Contour labeling items:
[BEGIN]

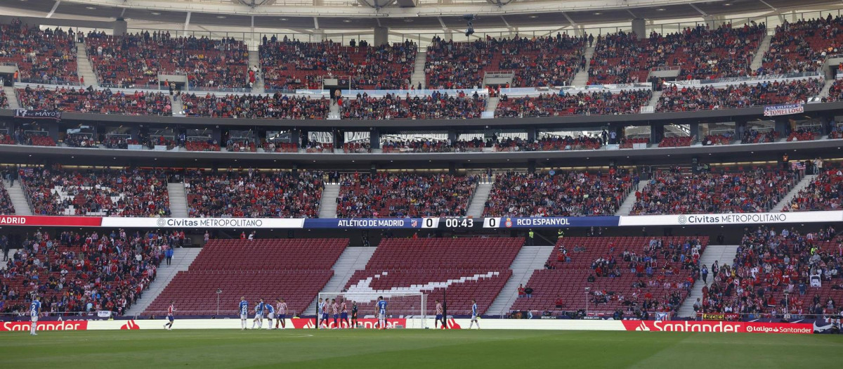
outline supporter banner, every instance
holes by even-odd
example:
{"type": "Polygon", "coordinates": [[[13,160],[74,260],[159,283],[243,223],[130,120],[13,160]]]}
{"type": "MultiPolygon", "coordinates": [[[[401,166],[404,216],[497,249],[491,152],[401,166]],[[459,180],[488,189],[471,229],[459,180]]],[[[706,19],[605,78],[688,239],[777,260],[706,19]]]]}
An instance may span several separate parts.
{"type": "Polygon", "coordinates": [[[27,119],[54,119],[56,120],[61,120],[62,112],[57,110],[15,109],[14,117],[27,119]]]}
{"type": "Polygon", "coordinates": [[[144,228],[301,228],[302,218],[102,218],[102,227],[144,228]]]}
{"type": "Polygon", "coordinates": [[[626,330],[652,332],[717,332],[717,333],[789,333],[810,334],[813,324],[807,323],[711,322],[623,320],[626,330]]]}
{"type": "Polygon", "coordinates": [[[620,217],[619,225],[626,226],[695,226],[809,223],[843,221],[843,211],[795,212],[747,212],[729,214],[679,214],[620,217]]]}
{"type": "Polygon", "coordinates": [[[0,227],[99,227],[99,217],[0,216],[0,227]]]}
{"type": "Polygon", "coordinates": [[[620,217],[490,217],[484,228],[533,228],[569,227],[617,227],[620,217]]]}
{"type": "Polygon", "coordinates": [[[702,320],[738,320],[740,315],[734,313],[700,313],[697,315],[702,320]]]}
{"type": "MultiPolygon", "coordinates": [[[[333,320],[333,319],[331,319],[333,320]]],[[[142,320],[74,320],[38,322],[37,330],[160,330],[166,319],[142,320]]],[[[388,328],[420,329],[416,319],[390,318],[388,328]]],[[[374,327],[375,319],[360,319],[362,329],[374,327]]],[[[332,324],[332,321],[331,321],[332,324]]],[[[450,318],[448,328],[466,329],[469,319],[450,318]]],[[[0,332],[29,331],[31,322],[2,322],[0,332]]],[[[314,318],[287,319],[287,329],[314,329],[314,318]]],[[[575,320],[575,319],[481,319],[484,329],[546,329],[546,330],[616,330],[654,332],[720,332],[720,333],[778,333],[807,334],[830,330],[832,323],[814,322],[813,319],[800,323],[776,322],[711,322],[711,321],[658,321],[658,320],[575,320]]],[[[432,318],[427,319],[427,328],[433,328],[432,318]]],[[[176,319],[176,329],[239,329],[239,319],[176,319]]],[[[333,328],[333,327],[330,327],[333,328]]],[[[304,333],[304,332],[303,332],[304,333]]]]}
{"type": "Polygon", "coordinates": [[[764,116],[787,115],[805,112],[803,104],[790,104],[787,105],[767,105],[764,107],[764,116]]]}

[END]
[BEGIN]

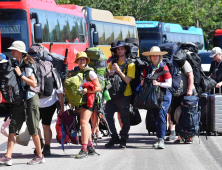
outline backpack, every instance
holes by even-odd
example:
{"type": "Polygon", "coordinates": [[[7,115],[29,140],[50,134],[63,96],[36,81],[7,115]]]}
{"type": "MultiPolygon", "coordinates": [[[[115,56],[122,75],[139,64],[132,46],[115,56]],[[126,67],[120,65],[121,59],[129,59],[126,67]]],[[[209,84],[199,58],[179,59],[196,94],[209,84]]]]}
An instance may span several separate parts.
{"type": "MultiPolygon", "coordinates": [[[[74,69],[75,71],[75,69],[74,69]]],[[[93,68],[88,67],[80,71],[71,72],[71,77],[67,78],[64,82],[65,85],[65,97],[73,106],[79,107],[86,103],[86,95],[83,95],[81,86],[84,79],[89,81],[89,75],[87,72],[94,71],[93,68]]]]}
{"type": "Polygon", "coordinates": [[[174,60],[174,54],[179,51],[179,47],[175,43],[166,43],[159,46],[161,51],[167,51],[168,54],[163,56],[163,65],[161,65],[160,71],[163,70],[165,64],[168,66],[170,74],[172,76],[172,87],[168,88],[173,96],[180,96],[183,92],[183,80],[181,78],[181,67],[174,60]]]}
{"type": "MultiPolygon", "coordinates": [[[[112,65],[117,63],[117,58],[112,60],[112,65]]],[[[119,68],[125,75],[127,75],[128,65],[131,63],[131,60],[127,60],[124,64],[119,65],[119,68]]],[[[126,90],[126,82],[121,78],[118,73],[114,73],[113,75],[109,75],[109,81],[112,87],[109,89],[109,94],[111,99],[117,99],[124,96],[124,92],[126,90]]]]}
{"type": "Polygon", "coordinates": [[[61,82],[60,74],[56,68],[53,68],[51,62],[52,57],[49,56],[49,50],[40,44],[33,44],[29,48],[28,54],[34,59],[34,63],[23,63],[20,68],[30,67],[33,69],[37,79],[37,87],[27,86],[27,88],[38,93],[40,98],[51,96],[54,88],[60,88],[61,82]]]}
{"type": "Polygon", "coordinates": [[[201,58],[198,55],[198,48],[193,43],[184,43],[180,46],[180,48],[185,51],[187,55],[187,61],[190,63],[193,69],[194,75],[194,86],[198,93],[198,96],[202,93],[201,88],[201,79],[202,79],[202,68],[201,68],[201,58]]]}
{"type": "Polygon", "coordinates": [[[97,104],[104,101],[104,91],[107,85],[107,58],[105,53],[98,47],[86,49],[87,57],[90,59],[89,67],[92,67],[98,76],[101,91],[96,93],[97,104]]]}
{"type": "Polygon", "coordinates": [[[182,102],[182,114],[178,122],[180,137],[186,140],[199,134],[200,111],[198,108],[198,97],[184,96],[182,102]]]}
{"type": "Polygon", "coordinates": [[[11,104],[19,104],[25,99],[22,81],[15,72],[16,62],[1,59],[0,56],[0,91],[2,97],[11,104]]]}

[END]

# Set task
Which lines of the rows above contain the word "every"? Pull each one out and copy it in full.

# Completed task
outline supporter banner, every instance
outline backpack, every instance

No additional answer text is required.